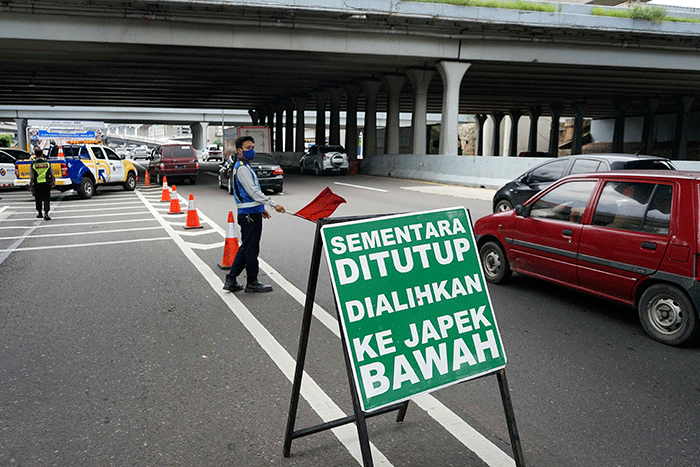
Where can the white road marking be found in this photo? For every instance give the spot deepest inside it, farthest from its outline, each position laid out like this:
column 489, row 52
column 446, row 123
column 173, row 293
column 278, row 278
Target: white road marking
column 113, row 242
column 195, row 232
column 461, row 430
column 92, row 232
column 361, row 187
column 82, row 217
column 47, row 225
column 200, row 246
column 310, row 391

WRITTEN INSTRUCTION:
Render every line of the data above as a Markdown table with the columns Row and Line, numbering the rows and skipping blank lines. Leave the pictures out of the table.

THE COMPLETED TASK:
| Row | Line |
|---|---|
| 1 | Where can the white road marking be found in this photo? For every instance give the spot deepest inside it, farthest from its outline, each position laid out like this: |
| 2 | column 489, row 52 |
| 3 | column 446, row 123 |
| 4 | column 173, row 293 |
| 5 | column 278, row 278 |
| 6 | Target: white road marking |
| 7 | column 113, row 242 |
| 8 | column 195, row 232 |
| 9 | column 461, row 430 |
| 10 | column 92, row 232 |
| 11 | column 361, row 187 |
| 12 | column 82, row 217 |
| 13 | column 47, row 225 |
| 14 | column 200, row 246 |
| 15 | column 310, row 391 |